[MATERIAL FOR THE TASK]

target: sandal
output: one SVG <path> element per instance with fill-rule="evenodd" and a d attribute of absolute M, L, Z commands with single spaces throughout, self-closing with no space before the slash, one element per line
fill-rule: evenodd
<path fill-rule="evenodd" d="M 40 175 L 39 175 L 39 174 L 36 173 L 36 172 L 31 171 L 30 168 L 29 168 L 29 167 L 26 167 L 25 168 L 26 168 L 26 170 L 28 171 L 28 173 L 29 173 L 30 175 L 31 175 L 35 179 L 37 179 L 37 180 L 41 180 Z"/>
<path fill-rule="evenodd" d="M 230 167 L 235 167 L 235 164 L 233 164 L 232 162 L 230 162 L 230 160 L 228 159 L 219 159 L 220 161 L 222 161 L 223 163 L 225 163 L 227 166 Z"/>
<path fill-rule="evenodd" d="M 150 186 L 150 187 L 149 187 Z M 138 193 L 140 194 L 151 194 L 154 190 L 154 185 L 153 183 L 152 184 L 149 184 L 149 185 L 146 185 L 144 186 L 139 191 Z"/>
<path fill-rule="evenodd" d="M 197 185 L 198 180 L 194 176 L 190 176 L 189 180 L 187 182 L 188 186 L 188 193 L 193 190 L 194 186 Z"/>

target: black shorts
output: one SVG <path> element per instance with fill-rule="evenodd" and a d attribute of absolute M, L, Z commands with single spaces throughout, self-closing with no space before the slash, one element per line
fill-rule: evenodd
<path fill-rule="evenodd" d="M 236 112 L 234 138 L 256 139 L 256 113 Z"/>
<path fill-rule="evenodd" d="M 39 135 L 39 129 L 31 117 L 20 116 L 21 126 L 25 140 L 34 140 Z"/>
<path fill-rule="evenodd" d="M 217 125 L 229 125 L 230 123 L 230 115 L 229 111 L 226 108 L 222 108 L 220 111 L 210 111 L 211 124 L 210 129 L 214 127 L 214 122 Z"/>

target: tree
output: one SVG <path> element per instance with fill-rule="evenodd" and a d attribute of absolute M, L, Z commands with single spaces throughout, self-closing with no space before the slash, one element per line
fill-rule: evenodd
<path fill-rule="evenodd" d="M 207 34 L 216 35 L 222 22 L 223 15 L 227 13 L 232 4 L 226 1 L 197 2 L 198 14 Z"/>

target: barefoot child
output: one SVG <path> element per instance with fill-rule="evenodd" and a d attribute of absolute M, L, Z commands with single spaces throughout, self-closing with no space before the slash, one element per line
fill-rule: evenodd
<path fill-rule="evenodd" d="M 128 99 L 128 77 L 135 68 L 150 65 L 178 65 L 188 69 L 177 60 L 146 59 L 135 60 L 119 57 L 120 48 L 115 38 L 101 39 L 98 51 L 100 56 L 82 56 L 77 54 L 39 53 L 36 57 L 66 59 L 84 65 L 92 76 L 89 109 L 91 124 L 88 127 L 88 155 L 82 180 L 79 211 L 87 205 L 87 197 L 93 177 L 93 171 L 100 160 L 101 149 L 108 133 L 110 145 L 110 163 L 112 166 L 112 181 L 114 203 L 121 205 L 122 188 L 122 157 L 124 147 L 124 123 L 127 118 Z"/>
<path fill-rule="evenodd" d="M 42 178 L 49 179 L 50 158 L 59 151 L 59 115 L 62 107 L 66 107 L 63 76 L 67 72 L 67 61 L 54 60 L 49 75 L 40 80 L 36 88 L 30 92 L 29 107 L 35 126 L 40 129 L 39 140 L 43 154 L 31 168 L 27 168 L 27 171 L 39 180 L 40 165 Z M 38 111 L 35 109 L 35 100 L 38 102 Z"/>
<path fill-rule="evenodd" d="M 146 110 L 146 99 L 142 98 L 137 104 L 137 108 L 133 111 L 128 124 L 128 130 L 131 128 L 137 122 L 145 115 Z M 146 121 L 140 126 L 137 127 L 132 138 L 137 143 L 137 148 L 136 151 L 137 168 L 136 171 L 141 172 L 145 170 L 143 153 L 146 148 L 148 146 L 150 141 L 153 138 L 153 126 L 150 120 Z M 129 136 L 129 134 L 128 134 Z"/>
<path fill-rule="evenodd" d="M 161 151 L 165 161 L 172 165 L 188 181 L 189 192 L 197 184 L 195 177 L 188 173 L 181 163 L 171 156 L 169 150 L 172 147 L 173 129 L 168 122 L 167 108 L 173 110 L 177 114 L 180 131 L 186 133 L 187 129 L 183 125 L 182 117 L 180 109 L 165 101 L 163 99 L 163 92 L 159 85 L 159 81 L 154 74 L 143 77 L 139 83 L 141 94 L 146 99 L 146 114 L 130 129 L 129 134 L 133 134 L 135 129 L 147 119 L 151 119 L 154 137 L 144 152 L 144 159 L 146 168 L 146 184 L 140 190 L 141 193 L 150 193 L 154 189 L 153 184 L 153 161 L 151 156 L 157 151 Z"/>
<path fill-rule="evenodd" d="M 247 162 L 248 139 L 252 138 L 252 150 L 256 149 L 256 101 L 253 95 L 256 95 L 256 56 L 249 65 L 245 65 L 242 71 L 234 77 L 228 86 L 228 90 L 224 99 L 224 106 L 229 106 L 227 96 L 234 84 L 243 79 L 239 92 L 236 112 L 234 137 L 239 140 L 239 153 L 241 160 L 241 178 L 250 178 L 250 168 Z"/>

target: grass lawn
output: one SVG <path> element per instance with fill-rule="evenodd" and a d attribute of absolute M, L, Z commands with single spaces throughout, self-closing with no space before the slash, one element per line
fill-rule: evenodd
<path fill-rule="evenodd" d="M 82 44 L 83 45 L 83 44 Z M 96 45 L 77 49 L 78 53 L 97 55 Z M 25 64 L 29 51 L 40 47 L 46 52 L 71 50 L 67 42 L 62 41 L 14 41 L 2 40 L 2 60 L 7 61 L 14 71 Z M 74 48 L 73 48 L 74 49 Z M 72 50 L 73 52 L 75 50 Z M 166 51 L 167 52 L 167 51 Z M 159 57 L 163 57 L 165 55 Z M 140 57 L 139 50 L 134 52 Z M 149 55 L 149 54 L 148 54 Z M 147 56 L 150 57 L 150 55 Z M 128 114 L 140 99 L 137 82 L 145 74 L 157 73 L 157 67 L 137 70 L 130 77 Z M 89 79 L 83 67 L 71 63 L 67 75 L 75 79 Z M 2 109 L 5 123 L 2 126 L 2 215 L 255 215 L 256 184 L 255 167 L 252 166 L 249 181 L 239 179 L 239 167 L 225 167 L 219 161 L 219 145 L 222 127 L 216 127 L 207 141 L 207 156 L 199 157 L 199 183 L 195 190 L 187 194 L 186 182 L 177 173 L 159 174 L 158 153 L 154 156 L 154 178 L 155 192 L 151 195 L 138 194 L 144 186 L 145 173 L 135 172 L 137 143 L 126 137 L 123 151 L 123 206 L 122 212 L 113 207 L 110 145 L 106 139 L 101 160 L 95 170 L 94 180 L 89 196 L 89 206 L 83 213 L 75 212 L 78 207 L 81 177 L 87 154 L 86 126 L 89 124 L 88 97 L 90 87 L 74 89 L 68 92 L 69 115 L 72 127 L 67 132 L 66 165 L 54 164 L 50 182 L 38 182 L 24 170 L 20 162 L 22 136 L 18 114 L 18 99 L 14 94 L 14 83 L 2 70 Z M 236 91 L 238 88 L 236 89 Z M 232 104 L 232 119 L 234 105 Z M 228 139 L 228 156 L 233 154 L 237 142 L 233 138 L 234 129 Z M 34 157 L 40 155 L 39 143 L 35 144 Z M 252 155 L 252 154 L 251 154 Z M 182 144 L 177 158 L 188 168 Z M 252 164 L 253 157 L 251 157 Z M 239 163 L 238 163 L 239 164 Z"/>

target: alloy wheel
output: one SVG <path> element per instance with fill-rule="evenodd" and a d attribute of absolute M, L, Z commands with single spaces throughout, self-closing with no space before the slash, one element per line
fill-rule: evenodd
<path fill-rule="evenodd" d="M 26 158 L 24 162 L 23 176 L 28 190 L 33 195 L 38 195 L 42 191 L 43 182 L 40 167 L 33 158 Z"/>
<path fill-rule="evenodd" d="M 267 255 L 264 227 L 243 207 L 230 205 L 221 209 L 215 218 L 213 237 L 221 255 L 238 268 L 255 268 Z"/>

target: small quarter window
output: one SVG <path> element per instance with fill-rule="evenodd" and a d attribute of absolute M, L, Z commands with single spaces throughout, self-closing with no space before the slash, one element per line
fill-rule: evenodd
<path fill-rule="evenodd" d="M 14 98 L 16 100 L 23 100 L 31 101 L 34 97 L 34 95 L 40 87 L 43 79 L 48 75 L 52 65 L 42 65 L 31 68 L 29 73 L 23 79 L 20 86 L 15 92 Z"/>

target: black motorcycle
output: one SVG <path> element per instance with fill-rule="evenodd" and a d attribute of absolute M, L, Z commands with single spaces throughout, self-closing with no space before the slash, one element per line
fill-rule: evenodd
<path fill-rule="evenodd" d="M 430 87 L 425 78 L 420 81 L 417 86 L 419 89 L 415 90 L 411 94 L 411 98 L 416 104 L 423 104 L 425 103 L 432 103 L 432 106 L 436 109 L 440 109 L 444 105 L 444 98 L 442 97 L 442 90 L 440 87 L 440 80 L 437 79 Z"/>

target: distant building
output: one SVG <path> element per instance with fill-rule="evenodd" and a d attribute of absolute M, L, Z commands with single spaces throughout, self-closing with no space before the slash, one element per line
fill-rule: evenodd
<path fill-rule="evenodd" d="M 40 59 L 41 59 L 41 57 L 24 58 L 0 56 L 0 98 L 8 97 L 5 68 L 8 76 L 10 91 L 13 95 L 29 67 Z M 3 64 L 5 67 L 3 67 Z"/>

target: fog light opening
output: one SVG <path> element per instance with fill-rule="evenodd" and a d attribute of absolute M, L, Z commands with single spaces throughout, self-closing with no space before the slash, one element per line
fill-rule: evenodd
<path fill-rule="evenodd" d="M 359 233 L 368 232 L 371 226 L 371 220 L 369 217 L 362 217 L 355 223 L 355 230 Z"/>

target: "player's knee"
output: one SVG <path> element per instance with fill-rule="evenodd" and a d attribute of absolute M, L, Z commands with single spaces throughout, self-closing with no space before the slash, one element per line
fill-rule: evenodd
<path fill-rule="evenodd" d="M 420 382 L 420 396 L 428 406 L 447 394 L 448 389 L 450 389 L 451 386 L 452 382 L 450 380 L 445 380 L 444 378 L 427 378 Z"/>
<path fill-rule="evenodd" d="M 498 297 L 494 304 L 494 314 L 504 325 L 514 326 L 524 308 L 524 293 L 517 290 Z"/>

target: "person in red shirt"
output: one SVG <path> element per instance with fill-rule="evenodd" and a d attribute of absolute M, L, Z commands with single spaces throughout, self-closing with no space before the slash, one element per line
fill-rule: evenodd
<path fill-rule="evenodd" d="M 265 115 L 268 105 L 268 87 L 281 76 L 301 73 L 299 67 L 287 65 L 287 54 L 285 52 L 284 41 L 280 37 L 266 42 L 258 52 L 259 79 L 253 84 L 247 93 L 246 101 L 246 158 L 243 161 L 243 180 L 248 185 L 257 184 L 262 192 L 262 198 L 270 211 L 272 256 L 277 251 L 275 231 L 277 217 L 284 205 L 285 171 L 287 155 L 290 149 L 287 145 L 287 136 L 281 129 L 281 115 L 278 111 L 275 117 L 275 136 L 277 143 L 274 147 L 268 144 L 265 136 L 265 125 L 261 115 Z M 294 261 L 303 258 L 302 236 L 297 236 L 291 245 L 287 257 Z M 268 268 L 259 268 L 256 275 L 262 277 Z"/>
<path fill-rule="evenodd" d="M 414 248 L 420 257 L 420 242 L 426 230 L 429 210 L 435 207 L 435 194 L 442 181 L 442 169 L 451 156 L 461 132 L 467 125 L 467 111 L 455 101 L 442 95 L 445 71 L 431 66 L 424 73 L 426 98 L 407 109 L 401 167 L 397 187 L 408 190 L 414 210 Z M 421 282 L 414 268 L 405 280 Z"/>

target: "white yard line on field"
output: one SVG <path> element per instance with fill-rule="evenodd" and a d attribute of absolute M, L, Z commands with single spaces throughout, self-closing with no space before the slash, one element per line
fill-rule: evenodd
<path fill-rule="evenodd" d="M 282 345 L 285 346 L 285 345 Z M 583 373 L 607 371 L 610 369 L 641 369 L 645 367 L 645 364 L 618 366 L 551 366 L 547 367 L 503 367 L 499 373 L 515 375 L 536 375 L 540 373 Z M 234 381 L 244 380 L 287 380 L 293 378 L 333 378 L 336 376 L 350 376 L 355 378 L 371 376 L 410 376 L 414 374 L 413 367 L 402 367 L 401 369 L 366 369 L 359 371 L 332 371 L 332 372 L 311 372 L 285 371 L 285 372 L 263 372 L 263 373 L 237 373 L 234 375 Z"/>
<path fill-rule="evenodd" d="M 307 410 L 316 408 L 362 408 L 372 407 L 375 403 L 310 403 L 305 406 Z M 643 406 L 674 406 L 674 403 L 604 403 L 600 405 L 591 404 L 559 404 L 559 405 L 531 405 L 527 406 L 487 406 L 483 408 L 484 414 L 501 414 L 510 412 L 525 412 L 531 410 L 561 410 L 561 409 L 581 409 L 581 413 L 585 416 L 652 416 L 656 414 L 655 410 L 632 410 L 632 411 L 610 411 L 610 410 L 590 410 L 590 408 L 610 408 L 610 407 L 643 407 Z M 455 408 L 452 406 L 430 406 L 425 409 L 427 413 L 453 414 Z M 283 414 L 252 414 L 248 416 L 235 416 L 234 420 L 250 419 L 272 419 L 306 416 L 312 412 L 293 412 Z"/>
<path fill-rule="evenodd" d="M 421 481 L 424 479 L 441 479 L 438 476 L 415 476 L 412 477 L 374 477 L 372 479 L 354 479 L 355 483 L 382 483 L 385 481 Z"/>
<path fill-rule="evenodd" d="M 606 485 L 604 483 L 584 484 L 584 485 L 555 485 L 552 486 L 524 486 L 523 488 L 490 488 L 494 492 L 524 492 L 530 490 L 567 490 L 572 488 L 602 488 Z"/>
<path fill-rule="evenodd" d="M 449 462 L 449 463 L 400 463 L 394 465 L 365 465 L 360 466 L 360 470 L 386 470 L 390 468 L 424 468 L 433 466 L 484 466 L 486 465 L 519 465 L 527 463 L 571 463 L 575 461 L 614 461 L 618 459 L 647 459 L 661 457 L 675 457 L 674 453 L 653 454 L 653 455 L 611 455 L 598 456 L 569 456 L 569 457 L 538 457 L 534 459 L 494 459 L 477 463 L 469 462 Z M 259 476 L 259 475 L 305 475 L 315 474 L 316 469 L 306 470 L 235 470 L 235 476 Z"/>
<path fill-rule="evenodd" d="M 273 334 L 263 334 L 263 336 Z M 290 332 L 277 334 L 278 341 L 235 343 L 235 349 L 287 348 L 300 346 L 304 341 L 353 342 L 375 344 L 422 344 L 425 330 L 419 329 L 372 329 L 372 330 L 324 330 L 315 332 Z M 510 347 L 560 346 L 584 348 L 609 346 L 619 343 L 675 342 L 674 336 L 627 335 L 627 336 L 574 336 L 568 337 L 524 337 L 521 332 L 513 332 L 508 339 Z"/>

[EXERCISE BRIEF] Gather every line from the rows above that contains the word "black". Case counts.

[RESPONSE FOR THIS EXERCISE]
target: black shorts
target: black motorcycle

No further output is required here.